EXTRAIT:
-- -- --
La leçon du premier tour de la présidentielle

Nous ne reviendrons pas ici sur les cinq ans du gouvernement de la gauche plurielle. Disposant du pouvoir gouvernemental, le Parti socialiste a une fois de plus mené la politique que lui dictaient les milieux économiquement et socialement dominants de la bourgeoisie. Le scénario n'était pas original. De Guy Mollet à Jospin, chaque fois que le Parti socialiste a réussi à s'installer au pouvoir gouvernemental après une période plus ou moins longue de domination de la droite, il a trahi les espoirs ou les illusions que son électorat avait mis en lui, brutalement, comme Guy Mollet avec la guerre d'Algérie, ou progressivement, au quotidien, comme Jospin et ses prédécesseurs de l'ère mitterrandienne.

Cette fois, sous le vocable de " gauche plurielle ", le Parti socialiste avait associé au gouvernement les Verts et surtout le Parti communiste. Il avait besoin du Parti communiste à la fois politiquement, pour lui servir de caution auprès du monde du travail, mais aussi sur le plan de l'arithmétique parlementaire car, rappelons-le, le Parti socialiste n'avait pas la majorité à l'Assemblée.
-- -- --
TÂCHES À RÉALISER:
**A)** Indiquez si chacune des affirmations suivantes concorde avec l'extrait sur le premier tour de la présidentielle, en répondant par oui ou par non et en citant les mots décisifs de ce texte : (i) le Parti socialiste disposait de la majorité à l'Assemblée ; (ii) Guy Mollet y est associé à la guerre d'Algérie ; (iii) les Verts faisaient partie du gouvernement.
**B)** Traduisez en anglais la phrase suivante de l'extrait sur le premier tour de la présidentielle : « Disposant du pouvoir gouvernemental, le Parti socialiste a une fois de plus mené la politique que lui dictaient les milieux économiquement et socialement dominants de la bourgeoisie. »
**C)** Rédigez la suite de l'extrait sur le premier tour de la présidentielle, à partir de sa dernière phrase.

BLOC DE DONNÉES:
-- -- --
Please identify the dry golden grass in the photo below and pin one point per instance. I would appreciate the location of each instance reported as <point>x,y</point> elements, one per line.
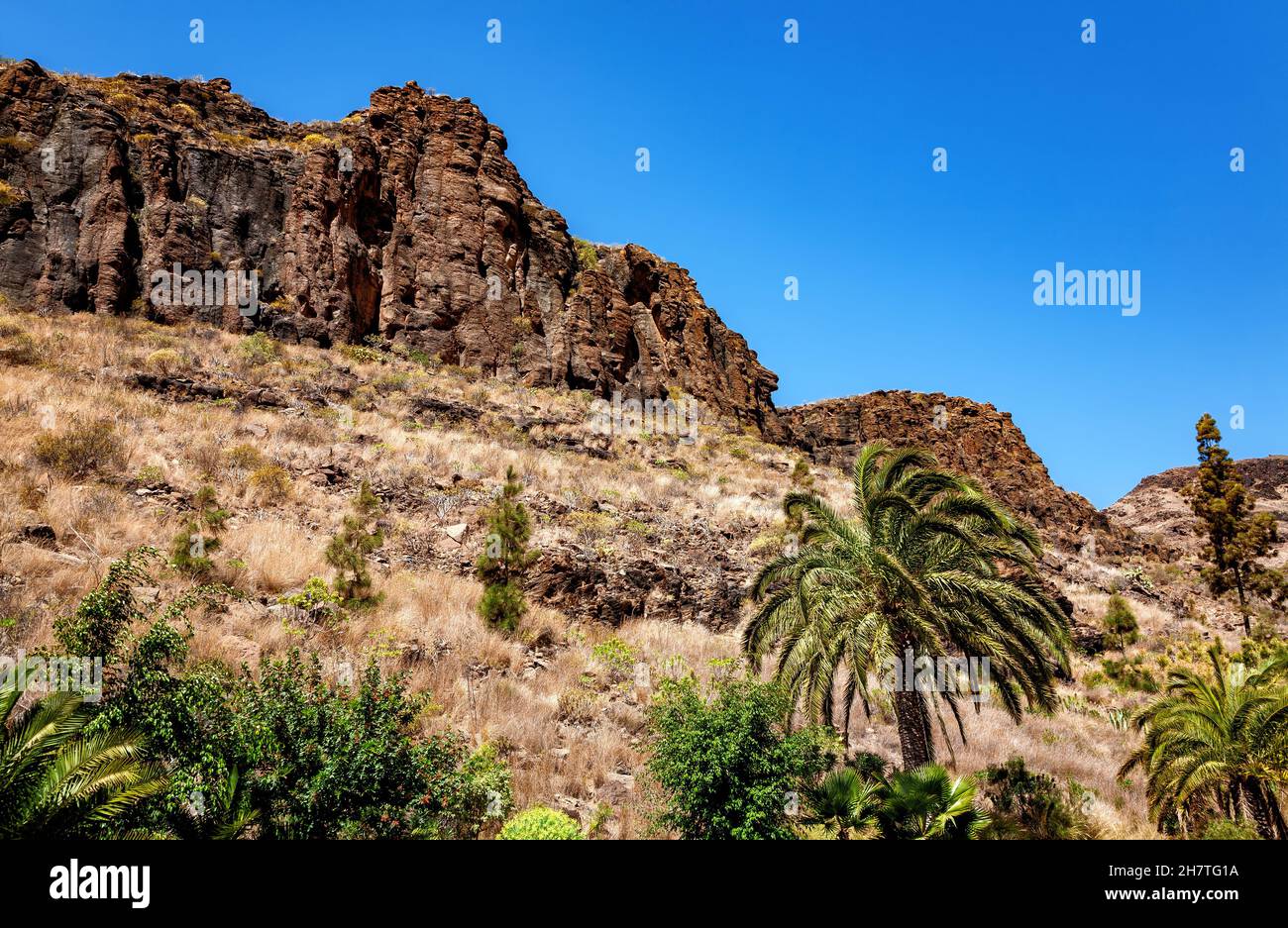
-- -- --
RÉSULTATS PAR TÂCHE:
**A)**
(i) Non : « le Parti socialiste n'avait pas la majorité à l'Assemblée ».
(ii) Oui : « brutalement, comme Guy Mollet avec la guerre d'Algérie ».
(iii) Oui : « le Parti socialiste avait associé au gouvernement les Verts et surtout le Parti communiste ».

**B)** Holding governmental power, the Socialist Party once again carried out the policy dictated to it by the economically and socially dominant circles of the bourgeoisie.

**C)**
Le Parti communiste a été pendant ces cinq ans un accessoire fiable de la politique gouvernementale. Ses députés se sont même refusé à utiliser leur position charnière à l'Assemblée pour faire reculer le gouvernement au moins sur ses décisions les plus anti-ouvrières. Il ne faut pas s'étonner qu'il paie le prix de sa participation gouvernementale, et même au-delà. C'est à lui et à ses militants qu'est revenue la tâche ingrate de défendre la politique gouvernementale parmi les travailleurs qui en étaient précisément les principales victimes.

Résultat : au premier tour de la présidentielle, Jospin a perdu deux millions et demi de voix, Robert Hue un million et demi, par rapport à la présidentielle précédente. Même avec cette perte, Jospin aurait sans doute pu rester dans la course au deuxième tour si sa propre " majorité plurielle " ne s'était pas divisée entre autant de candidats que le gouvernement avait de composantes, voire d'anciennes composantes comme Chevènement. Tous ces candidats, même s'ils ne disaient pas tout à fait la même chose, campagne électorale oblige, avaient cependant été pendant cinq ans partie prenante de la même politique gouvernementale. Leurs candidatures n'avaient pour objectif que de créer un rapport de forces électoral leur permettant de mieux négocier les candidatures éligibles pour les législatives. La gauche plurielle a eu vraiment trop confiance en elle-même, trop imbue de la conviction d'avoir donné aux classes populaires de quoi mériter leur reconnaissance et leurs suffrages. Forte de cette présomption, la " gauche plurielle " est allée au premier tour de la présidentielle en ordre dispersé, convaincue que ce n'était qu'une formalité.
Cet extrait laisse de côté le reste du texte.